**Excerpted text**
As stated in the Explanation of Provisions to the proposed regulations, future versions of 45VH2-GREET may include additional hydrogen production pathways, such as geologic hydrogen, as sufficient technical information becomes available to provide consistent treatment in 45VH2-GREET. Numerous comments either requested or recommended that certain hydrogen production pathways be included in or excluded from future versions of 45VH2-GREET. Similarly, many comments also either requested or recommended that future versions of 45VH2-GREET modify existing feedstocks and include additional feedstocks and power sources for hydrogen production.

**Recorded data**
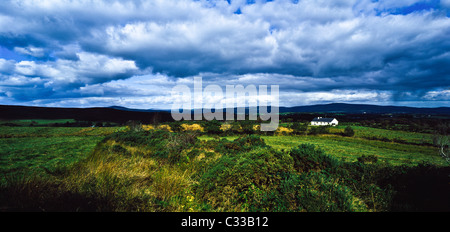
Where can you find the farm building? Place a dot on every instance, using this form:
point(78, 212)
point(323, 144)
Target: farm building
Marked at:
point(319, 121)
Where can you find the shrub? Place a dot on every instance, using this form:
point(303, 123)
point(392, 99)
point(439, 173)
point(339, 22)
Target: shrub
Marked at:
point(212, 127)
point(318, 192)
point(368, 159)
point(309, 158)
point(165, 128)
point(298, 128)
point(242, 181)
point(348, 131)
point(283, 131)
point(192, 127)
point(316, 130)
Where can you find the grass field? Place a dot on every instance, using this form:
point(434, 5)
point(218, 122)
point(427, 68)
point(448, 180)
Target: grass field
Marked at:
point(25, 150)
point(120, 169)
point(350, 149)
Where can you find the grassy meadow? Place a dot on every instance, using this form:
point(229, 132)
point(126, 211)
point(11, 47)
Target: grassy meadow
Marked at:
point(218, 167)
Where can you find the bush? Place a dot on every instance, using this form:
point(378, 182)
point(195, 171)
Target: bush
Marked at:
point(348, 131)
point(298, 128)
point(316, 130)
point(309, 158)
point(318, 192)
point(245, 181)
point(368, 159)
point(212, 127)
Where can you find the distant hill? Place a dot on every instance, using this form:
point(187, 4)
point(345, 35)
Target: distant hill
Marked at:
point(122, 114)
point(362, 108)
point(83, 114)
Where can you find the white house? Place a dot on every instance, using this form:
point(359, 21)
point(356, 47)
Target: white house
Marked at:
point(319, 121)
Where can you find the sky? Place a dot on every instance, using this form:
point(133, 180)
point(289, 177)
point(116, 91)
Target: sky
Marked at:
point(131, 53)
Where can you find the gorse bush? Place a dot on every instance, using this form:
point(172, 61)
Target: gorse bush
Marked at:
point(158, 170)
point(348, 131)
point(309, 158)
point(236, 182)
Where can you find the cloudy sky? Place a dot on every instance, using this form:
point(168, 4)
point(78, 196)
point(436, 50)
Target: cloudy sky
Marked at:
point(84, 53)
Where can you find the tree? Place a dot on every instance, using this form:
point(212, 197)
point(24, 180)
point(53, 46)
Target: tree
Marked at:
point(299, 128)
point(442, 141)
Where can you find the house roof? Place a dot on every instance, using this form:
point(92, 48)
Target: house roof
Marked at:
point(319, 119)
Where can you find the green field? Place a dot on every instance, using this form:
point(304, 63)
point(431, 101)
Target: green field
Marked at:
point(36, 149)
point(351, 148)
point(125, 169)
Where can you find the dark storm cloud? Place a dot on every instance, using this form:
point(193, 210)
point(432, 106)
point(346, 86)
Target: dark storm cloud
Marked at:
* * *
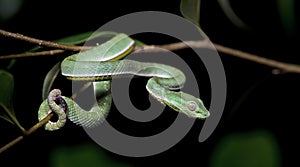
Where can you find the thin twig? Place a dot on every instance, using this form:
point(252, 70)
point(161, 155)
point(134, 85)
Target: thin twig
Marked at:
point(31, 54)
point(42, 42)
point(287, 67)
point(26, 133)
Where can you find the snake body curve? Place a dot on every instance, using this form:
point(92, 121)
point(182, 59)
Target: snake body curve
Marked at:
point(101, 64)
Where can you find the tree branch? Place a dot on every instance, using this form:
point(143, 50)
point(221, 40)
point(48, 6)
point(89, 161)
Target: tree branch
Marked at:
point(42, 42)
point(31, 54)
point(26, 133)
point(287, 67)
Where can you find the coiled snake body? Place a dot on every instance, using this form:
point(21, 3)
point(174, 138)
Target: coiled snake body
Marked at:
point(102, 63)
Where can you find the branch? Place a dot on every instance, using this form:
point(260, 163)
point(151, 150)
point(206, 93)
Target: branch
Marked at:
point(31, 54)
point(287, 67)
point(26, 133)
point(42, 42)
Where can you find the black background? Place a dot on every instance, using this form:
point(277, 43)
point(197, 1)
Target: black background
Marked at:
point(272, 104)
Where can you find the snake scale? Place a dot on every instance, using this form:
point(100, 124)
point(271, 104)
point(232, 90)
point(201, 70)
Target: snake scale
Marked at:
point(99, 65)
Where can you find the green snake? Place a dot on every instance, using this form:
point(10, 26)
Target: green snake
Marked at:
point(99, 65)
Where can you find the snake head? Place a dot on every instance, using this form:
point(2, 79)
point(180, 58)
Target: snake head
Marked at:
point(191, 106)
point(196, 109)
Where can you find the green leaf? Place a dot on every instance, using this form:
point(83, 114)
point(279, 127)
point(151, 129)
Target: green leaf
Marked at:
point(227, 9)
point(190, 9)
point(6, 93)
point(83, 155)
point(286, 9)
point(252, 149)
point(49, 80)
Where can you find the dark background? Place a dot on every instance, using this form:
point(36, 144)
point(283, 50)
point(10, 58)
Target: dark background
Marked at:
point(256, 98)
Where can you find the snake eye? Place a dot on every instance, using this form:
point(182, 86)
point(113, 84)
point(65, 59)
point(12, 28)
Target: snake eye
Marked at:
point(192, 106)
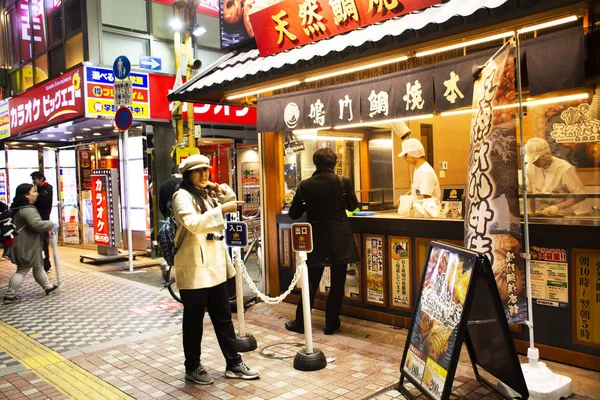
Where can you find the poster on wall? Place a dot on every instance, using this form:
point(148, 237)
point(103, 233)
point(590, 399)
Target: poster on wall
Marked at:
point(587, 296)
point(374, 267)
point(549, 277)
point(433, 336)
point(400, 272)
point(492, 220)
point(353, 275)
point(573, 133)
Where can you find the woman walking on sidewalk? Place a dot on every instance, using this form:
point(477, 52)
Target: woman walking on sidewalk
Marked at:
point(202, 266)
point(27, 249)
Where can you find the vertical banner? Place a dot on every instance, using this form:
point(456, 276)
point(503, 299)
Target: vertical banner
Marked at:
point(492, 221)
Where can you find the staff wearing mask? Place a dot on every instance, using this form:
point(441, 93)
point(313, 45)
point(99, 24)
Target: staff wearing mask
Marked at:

**Task requirements**
1 - Please print everything from "As stated in" down to "for hydrogen production." in the 45VH2-GREET passage.
2 - In the 45VH2-GREET passage, what example is given of an additional hydrogen production pathway that future versions may include?

**Results of the exercise**
1 -
As stated in the Explanation of Provisions to the proposed regulations, future versions of 45VH2-GREET may include additional hydrogen production pathways, such as geologic hydrogen, as sufficient technical information becomes available to provide consistent treatment in 45VH2-GREET. Numerous comments either requested or recommended that certain hydrogen production pathways be included in or excluded from future versions of 45VH2-GREET. Similarly, many comments also either requested or recommended that future versions of 45VH2-GREET modify existing feedstocks and include additional feedstocks and power sources for hydrogen production.

2 - Geologic hydrogen.